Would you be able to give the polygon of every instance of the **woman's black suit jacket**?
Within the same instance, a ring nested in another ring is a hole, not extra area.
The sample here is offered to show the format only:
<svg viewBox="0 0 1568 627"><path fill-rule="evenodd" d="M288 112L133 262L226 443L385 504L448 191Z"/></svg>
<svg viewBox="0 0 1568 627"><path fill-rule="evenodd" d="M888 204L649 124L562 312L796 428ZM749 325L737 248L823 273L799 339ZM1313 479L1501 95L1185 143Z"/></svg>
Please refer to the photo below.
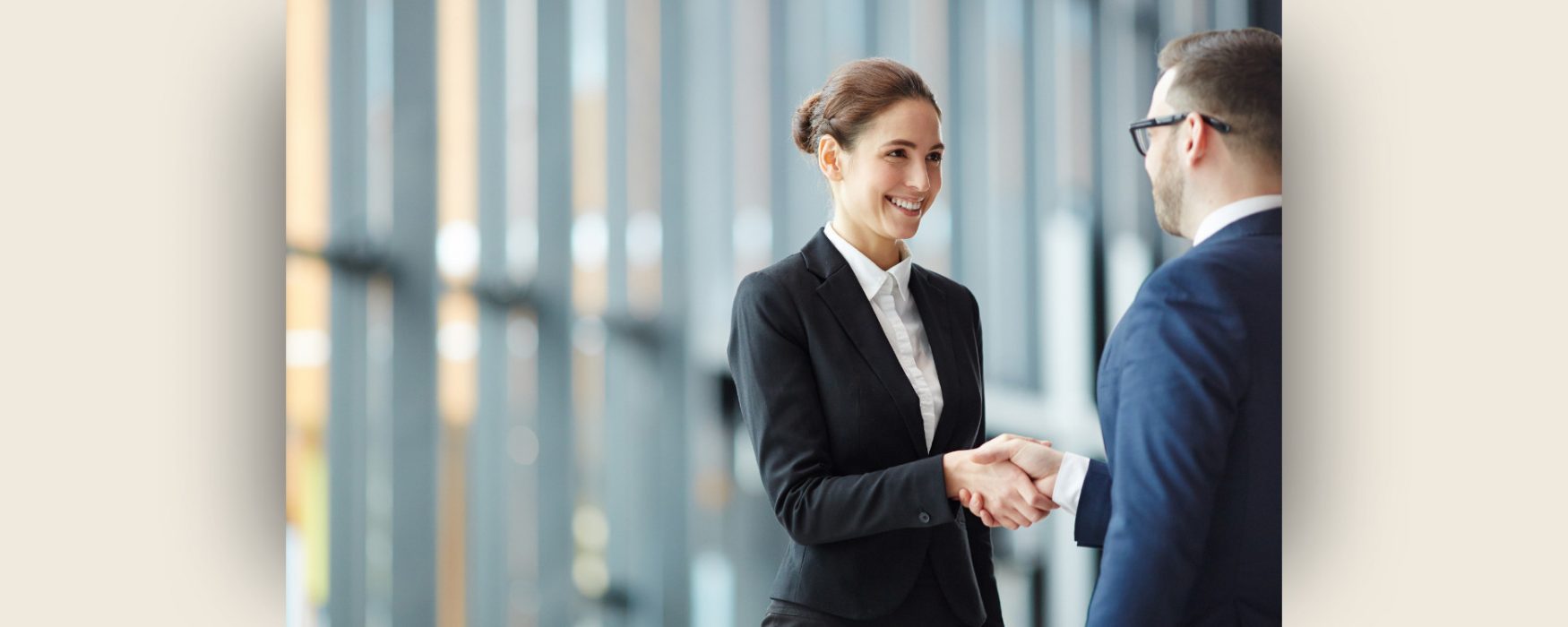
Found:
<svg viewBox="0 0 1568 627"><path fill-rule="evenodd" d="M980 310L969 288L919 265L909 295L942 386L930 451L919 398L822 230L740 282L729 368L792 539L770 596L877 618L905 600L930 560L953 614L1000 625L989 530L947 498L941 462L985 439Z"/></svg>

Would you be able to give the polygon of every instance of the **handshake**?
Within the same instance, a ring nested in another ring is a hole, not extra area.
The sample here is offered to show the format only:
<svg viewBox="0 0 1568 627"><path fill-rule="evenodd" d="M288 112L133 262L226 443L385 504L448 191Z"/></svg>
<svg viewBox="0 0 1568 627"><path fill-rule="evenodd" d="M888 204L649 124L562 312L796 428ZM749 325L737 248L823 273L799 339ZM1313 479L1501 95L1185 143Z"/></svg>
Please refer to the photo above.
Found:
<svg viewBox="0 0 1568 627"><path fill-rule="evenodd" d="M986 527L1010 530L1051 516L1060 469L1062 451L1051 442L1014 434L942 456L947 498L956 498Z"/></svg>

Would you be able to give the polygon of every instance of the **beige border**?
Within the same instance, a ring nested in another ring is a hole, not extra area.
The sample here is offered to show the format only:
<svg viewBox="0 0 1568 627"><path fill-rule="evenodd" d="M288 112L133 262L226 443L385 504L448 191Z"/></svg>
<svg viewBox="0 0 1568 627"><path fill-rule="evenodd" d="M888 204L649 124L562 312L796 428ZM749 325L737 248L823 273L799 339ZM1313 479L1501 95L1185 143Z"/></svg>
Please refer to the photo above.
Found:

○ ○ ○

• _Set exercise_
Copy all of the material above word for word, but leave out the picture.

• _Written solution_
Would you be able to give the polygon of every instance of the **woman's black suit jacket**?
Within the same instance, a ring nested in another ring is a hole, not extra area.
The sample here is offered to show the format only:
<svg viewBox="0 0 1568 627"><path fill-rule="evenodd" d="M288 112L133 262L226 443L385 504L448 191Z"/></svg>
<svg viewBox="0 0 1568 627"><path fill-rule="evenodd" d="M888 204L649 124L562 312L796 428ZM749 325L737 248L823 273L799 339ZM1313 479L1501 95L1185 143Z"/></svg>
Please refer to the photo below.
Found:
<svg viewBox="0 0 1568 627"><path fill-rule="evenodd" d="M980 310L969 288L919 265L909 295L942 386L930 451L919 398L822 230L740 282L729 368L792 539L770 596L877 618L905 600L930 560L953 614L1000 625L989 530L947 498L941 462L985 439Z"/></svg>

Would you be able to give the polygon of every instance of the **handshake**?
Within the same instance, a ring nested in another ring is a hole, not extra area.
The sample here is offered to show the format only:
<svg viewBox="0 0 1568 627"><path fill-rule="evenodd" d="M288 112L133 262L226 443L385 504L448 191Z"/></svg>
<svg viewBox="0 0 1568 627"><path fill-rule="evenodd" d="M888 204L649 124L562 312L796 428ZM749 325L737 248L823 273L799 339ZM1313 479L1501 95L1185 143Z"/></svg>
Please refer to the photo above.
Found:
<svg viewBox="0 0 1568 627"><path fill-rule="evenodd" d="M986 527L1010 530L1051 516L1060 469L1062 451L1051 442L1014 434L942 456L947 498L956 498Z"/></svg>

Would you be able to give the polygon of every instance of the **beige border**?
Within the same instance, a ring nested in another ring is a hole, not extra area.
The sample here is offered to show the format only:
<svg viewBox="0 0 1568 627"><path fill-rule="evenodd" d="M288 112L133 262L226 443L385 504L448 191Z"/></svg>
<svg viewBox="0 0 1568 627"><path fill-rule="evenodd" d="M888 204L649 124L562 312L796 428ZM749 325L737 248L823 273L799 339ZM1313 479L1501 95L1185 143Z"/></svg>
Please refer to the photo above.
Found:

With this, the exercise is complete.